Lay out the lines as a two-column CSV with the header text,answer. Begin at the start of the lines and stop after the line that has "0 147 L 256". Give one row for each text with its answer, each value in a single quoted field with line breaks turned into spaces.
Raw records start
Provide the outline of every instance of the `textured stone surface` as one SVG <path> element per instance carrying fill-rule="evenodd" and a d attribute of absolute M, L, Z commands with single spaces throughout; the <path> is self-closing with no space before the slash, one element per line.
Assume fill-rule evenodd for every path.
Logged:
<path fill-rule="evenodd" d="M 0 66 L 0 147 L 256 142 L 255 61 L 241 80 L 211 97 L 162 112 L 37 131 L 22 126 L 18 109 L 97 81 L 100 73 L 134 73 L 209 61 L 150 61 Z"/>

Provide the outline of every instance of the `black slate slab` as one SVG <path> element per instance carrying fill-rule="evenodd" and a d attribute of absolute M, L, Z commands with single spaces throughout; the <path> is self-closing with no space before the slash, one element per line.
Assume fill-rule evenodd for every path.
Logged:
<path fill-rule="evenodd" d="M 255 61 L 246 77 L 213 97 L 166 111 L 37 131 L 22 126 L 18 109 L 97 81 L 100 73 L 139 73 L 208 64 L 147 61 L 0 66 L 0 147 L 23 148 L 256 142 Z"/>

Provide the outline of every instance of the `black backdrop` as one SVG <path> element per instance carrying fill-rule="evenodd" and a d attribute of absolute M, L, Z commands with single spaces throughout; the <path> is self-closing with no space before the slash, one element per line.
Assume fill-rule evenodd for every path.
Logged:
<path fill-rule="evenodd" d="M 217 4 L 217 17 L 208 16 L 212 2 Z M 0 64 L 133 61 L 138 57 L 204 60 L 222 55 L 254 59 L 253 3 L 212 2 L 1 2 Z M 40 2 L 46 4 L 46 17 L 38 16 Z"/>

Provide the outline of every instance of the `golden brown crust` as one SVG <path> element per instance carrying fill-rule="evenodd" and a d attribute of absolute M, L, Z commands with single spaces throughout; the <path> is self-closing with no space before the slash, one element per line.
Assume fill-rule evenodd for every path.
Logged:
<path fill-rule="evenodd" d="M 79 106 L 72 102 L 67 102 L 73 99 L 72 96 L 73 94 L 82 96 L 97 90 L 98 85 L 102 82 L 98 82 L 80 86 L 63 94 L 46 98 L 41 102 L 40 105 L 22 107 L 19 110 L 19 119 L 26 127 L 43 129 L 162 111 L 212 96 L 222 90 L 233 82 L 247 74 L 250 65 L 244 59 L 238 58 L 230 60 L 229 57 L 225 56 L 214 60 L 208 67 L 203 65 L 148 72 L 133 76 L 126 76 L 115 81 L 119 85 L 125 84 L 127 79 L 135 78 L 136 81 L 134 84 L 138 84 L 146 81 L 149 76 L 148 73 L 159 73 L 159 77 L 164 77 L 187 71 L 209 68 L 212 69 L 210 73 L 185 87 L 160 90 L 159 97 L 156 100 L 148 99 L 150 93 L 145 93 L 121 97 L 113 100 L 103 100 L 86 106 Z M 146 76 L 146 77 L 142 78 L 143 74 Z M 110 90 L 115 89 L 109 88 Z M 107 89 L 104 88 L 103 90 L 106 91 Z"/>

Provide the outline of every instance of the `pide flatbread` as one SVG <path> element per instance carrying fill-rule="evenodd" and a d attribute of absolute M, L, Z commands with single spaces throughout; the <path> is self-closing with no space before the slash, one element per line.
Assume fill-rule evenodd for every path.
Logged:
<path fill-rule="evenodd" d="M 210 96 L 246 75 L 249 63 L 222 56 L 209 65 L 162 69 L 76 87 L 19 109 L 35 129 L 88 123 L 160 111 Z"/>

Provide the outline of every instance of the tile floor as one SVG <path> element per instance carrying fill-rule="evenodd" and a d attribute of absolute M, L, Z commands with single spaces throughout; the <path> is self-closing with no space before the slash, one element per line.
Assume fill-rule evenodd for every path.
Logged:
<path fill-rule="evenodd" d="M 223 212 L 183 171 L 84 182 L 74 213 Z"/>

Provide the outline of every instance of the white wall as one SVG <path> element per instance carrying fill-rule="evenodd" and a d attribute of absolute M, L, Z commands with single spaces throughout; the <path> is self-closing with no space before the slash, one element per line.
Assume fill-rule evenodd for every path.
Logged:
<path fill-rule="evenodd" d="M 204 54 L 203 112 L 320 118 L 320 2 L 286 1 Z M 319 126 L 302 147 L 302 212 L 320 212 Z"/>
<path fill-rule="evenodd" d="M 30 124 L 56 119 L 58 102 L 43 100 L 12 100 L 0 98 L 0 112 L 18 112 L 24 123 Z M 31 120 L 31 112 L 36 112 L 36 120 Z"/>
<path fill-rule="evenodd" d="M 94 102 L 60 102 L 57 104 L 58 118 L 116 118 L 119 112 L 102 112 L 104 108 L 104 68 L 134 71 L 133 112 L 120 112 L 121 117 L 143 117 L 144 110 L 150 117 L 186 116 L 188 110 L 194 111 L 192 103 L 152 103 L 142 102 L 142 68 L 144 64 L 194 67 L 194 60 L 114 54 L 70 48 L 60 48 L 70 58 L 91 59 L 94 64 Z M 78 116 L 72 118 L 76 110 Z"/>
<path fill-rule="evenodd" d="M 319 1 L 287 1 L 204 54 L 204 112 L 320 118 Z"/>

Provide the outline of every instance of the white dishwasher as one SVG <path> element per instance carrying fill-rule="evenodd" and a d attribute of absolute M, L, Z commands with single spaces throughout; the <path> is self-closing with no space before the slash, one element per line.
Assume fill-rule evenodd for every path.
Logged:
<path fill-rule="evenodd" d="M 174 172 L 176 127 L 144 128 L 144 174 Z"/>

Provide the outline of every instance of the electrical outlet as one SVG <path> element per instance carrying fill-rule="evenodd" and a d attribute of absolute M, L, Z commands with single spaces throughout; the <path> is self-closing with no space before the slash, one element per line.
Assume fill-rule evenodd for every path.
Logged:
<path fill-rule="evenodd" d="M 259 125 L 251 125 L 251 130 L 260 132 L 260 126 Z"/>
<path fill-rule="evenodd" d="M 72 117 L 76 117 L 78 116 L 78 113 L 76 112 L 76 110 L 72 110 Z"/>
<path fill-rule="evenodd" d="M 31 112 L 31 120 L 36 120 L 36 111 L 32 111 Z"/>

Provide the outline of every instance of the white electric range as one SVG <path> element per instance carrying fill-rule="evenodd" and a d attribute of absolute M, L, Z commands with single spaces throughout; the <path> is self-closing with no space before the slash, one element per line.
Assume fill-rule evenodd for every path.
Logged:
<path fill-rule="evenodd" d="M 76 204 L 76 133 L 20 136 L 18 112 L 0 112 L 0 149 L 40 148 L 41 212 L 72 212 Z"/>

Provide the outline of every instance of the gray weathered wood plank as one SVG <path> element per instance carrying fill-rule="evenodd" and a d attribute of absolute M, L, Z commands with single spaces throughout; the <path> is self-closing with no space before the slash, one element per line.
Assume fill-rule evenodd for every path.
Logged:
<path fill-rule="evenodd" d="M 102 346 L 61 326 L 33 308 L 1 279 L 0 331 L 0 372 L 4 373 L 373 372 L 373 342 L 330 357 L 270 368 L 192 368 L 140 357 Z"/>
Raw records end
Response below:
text,answer
"Provide the outline of every instance of the `textured stone surface` as one SVG <path> element per instance carrying fill-rule=""evenodd"" and a d attribute of absolute M, L, Z commands with single spaces throughout; the <path> is self-closing with no space before the slash, one element per line. Assume fill-rule evenodd for every path. Logged:","<path fill-rule=""evenodd"" d=""M 0 66 L 0 147 L 256 142 L 255 61 L 241 80 L 211 97 L 162 112 L 37 131 L 22 126 L 18 109 L 97 81 L 100 73 L 134 73 L 209 61 L 150 61 Z""/>"